▶ [Exercise requirements]: Write out, character for character, the line containing "Check that every instance of the tree foliage" and all lines after it up to the end of the listing.

(Data entries)
◆ ◆ ◆
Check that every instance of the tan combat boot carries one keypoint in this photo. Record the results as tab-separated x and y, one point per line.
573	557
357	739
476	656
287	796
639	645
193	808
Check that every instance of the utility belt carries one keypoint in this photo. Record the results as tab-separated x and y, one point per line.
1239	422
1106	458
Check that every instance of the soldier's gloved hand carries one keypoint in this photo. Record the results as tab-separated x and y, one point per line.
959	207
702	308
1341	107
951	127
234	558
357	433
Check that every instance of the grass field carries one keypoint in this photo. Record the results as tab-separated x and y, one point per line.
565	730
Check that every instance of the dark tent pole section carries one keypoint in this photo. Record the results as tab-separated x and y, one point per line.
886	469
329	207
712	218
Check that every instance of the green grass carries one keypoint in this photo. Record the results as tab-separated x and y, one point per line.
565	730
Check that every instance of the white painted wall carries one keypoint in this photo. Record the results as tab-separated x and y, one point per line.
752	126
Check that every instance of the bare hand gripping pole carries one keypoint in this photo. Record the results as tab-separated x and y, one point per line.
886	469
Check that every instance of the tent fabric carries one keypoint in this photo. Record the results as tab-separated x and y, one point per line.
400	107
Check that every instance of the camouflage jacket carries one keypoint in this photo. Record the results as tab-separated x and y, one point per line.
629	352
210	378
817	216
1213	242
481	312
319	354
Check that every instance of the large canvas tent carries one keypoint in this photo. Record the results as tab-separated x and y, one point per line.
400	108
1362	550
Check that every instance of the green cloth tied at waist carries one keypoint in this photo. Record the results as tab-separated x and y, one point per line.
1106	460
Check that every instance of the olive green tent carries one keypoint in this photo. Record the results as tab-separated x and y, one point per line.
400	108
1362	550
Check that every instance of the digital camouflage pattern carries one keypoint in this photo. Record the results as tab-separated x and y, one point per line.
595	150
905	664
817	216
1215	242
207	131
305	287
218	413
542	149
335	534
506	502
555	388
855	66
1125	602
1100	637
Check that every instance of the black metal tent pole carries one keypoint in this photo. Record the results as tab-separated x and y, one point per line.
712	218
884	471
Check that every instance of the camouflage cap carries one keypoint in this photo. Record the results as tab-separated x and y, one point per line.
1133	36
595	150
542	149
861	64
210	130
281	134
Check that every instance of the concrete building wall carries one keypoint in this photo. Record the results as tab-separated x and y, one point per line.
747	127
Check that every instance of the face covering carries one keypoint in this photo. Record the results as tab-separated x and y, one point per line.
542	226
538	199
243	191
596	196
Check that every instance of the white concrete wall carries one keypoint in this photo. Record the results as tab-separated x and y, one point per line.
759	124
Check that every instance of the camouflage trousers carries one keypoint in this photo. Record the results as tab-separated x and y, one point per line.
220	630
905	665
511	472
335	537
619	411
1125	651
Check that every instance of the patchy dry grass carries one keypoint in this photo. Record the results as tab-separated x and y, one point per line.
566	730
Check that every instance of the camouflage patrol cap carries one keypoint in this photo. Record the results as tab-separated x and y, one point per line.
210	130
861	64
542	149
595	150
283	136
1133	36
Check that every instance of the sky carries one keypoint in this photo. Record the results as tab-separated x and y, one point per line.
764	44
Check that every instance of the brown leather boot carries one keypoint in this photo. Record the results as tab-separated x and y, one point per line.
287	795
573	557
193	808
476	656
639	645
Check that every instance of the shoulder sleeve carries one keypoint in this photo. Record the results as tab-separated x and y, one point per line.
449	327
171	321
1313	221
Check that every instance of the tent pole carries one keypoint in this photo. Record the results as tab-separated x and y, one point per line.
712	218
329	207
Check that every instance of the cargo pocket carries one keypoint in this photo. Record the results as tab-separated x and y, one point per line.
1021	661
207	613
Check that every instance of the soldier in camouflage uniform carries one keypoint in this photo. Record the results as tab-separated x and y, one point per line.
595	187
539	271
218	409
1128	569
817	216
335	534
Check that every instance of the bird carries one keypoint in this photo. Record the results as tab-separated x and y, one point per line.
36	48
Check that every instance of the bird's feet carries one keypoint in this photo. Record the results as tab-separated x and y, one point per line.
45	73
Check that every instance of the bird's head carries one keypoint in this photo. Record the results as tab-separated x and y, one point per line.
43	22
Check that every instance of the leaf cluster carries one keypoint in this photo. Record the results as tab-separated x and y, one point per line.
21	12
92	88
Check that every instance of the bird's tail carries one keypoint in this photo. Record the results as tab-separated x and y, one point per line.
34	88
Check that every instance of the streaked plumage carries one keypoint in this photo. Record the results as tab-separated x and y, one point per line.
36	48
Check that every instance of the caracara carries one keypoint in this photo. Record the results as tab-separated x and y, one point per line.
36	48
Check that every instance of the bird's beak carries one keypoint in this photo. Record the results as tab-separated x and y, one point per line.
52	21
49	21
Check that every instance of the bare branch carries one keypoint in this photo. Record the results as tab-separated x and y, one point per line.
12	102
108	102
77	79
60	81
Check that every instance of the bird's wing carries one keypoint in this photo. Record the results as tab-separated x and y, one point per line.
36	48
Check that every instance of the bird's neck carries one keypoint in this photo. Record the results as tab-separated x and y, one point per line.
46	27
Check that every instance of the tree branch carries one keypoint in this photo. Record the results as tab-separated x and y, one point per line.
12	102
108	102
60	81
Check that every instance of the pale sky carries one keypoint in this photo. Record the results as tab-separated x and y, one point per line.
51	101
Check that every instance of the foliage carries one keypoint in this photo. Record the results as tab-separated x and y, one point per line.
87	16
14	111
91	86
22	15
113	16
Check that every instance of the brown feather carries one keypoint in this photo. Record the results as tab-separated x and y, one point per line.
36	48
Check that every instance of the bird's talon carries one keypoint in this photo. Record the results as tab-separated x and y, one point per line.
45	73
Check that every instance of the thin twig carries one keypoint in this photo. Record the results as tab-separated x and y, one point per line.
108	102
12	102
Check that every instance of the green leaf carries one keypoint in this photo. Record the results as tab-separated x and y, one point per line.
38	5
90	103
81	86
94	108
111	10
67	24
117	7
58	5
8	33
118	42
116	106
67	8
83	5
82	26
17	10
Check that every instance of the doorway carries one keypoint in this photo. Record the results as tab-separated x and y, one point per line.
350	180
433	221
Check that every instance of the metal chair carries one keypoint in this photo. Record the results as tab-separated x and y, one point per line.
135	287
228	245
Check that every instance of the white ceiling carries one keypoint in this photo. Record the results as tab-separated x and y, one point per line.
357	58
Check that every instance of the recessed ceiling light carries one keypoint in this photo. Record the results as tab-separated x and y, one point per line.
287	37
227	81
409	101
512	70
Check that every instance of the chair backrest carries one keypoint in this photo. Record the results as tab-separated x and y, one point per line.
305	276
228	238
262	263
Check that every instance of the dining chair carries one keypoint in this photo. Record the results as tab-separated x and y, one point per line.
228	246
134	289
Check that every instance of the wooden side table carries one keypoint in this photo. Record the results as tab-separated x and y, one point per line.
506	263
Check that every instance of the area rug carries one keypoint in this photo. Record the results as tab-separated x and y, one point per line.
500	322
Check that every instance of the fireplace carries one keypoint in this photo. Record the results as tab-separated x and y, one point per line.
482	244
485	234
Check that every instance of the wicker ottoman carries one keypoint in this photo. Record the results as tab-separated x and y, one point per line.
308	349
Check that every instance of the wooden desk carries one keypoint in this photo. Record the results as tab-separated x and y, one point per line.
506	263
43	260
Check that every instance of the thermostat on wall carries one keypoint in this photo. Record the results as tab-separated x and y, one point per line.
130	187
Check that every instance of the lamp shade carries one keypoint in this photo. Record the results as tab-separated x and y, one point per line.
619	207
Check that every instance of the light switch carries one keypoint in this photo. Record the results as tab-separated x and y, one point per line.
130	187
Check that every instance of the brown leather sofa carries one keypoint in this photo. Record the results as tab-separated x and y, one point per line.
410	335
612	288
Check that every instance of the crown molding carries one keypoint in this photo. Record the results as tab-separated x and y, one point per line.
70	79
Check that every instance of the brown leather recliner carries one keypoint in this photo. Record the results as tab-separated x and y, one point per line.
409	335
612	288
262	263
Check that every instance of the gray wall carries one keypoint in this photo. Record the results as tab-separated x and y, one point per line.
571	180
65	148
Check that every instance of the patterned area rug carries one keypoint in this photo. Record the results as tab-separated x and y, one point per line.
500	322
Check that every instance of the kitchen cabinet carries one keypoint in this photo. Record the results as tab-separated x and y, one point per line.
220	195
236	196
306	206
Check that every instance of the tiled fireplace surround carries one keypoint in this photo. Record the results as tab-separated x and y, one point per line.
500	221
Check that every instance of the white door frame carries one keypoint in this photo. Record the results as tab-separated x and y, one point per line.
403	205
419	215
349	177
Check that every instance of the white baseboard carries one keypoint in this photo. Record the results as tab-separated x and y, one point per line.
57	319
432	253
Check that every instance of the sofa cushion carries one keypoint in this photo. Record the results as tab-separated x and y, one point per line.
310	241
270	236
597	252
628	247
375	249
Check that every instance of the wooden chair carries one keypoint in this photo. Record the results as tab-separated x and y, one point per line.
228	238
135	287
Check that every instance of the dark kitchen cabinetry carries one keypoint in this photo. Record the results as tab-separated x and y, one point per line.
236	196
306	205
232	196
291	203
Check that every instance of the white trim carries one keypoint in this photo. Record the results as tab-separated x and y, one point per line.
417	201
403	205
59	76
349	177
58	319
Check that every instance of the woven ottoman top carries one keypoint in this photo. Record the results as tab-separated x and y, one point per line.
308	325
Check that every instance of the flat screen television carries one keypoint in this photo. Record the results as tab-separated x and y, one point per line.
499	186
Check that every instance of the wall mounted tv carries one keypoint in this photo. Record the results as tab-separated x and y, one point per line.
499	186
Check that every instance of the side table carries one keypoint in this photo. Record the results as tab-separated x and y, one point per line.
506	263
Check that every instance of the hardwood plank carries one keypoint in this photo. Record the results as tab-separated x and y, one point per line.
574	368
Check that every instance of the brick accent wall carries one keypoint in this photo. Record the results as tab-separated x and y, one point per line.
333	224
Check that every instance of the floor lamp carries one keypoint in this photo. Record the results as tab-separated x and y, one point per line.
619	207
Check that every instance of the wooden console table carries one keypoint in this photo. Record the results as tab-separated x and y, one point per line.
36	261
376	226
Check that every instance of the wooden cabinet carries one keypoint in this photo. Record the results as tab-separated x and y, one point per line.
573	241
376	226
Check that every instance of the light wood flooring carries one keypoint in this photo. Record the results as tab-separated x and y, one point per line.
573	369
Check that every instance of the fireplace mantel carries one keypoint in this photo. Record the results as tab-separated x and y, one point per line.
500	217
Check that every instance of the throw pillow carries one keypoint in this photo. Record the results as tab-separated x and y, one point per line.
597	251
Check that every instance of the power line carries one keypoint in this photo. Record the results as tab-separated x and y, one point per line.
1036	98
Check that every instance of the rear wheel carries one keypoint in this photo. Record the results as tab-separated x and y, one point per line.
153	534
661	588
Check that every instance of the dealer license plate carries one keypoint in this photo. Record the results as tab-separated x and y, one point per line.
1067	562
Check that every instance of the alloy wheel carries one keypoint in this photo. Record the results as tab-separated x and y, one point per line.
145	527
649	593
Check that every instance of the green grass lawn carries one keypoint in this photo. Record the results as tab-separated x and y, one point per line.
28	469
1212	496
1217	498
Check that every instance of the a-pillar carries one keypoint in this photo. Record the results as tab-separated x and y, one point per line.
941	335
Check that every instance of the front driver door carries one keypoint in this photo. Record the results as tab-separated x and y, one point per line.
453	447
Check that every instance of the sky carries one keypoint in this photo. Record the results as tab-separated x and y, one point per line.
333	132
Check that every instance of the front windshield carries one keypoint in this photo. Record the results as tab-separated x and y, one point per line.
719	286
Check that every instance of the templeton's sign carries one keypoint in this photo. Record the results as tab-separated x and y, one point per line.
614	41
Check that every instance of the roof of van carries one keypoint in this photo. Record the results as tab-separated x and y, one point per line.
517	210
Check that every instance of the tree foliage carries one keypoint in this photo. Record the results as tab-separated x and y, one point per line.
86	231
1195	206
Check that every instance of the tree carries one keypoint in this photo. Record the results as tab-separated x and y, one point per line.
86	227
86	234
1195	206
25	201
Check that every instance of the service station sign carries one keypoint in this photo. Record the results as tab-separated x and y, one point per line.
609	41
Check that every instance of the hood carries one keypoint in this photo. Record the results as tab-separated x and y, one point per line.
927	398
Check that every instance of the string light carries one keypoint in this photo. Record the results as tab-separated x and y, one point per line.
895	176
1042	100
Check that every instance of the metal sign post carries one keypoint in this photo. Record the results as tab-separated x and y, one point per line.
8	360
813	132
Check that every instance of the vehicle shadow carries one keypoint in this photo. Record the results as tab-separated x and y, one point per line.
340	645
◆ ◆ ◆
▶ [Result for this task]:
Check that every instance of the tree foliage carries one keypoint in this photo. Record the results as tab-separated x and y, one point per line.
86	231
1195	206
Check that every instance of the tree carries one keypoint in this photo. Record the results as tab-separated x and y, one point per line.
86	227
86	234
1195	206
25	201
Check that every instance of the service station sign carries one keypoint in this photo. Record the results as tab-separated x and y, one point per line.
609	41
Check that every instance of the hood carries one keypoint in this photo. Record the results as tab-separated x and y, one point per line.
927	398
Check that every instance of the string light carries one keypoint in this photo. Record the results as tab-separated x and y, one point per line.
895	176
1042	100
Check that every instance of the metal sign post carries one keypoint in this photo. Record the results as tab-separated x and y, one point per line.
8	360
813	132
Check that every instance of the vehicle shadow carries one keypoint in this photo. Record the results as tab-separated x and y, one point per line.
340	645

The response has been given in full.